→ **Given data**:
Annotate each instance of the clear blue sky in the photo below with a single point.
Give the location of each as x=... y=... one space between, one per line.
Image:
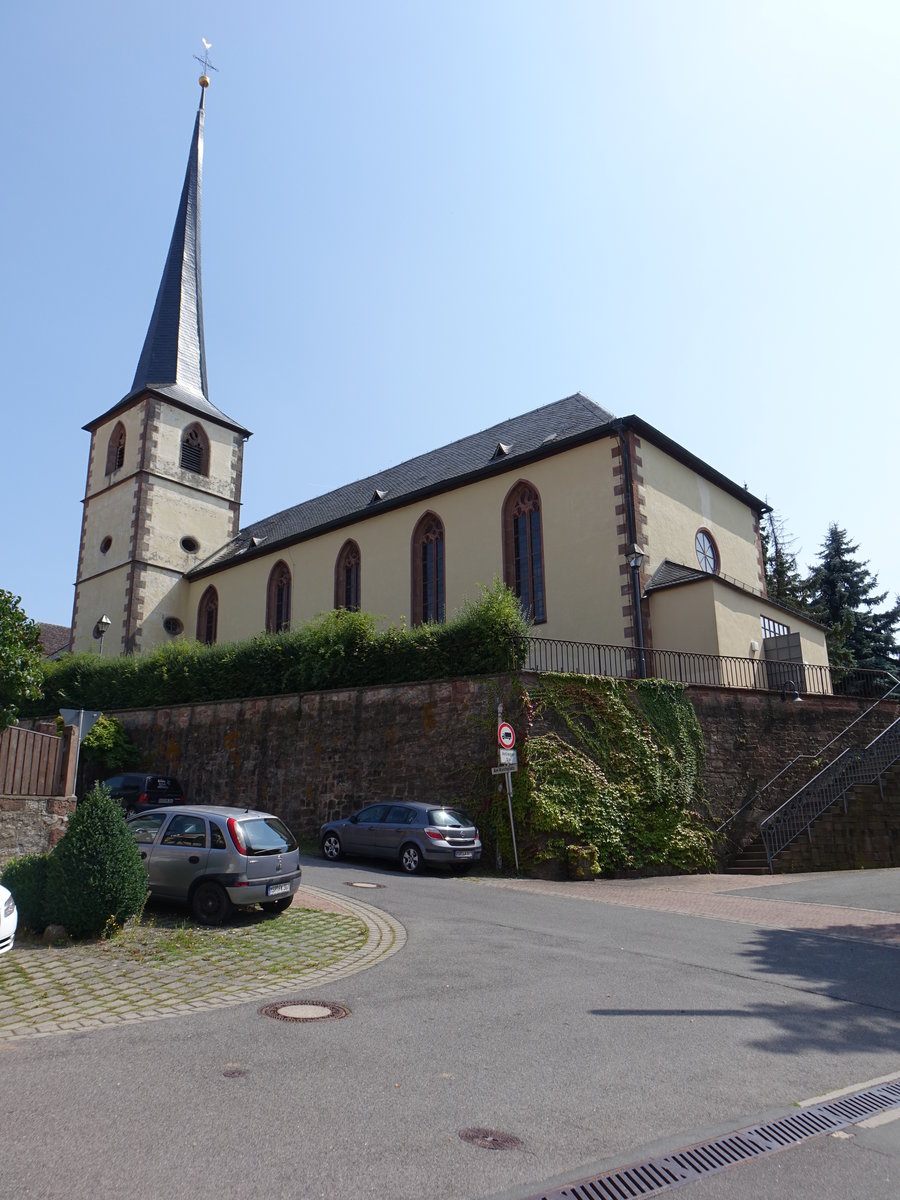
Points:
x=419 y=220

→ **Exercise description**: Reproduce the listing above word for word, leaving out the picture.

→ **Solution to this task**:
Annotate each instance of the clear blue sky in the photo below with a single point.
Give the location of each as x=... y=... one space between, one per line.
Image:
Points:
x=419 y=220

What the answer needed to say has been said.